## SET PROBLEM:
Rewrite every line of the listing below as a JSON list of strings, one string per line, skipping blank lines. Omit the pictures from your answer.

(Records from a data source)
* Start *

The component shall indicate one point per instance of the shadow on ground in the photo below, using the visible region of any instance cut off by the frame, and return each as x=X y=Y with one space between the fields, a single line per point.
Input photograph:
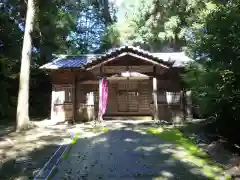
x=29 y=151
x=126 y=152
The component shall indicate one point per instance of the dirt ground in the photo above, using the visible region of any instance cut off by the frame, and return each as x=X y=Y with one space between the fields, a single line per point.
x=23 y=154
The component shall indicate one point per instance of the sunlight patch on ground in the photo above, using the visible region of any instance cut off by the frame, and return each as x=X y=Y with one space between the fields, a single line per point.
x=188 y=152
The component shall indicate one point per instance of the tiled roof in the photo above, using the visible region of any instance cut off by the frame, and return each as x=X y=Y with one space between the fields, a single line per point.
x=87 y=60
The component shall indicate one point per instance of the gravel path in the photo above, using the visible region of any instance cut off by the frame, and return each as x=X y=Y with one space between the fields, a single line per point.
x=124 y=153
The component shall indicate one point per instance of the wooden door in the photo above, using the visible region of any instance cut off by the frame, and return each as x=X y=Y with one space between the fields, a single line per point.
x=128 y=96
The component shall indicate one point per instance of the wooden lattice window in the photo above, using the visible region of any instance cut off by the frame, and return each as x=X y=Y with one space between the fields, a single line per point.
x=62 y=94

* End *

## EXERCISE SOLUTION:
[
  "The component shall indicate one point per instance of the shadow on ground in the photo below, using the visible region of any instance cut off by the frame, and return each as x=X y=Y with one space between the fields, a single line per point.",
  "Input photograph:",
  "x=29 y=151",
  "x=126 y=152",
  "The component shall indicate one point per instance of the dirt ground in the photo above, using the visible region of any instance cut off by the frame, and return each as x=X y=Y with one space between the fields, a single line per point.",
  "x=23 y=154",
  "The component shall indicate one point per instance of the sunlight patch on ground in the photo above, using the visible region of any instance cut off by the frame, and return each as x=X y=Y with one space between the fields, a single line per point.",
  "x=188 y=152",
  "The component shall indicate one point per instance of the tiled roof in the photo above, using the visible region of any instance cut off by the frame, and return each as x=X y=Y with one space between the fields, a single line per point.",
  "x=87 y=60",
  "The component shall indicate one point per instance of the gravel path in the photo above, using the visible region of any instance cut off by the frame, and return each as x=X y=Y with one space between the fields, a single line per point.",
  "x=124 y=153",
  "The component shall indicate one point per instance of the wooden door in the photo above, using the visible region of any instance cut off by the frame, and return each as x=X y=Y with one space between the fields, a single line per point.",
  "x=128 y=96",
  "The component shall indicate one point per instance of the wooden lattice window in the photo above, using the visible region of any instance cut off by the frame, and return each as x=X y=Y with one space between the fields, a single line per point.",
  "x=62 y=94"
]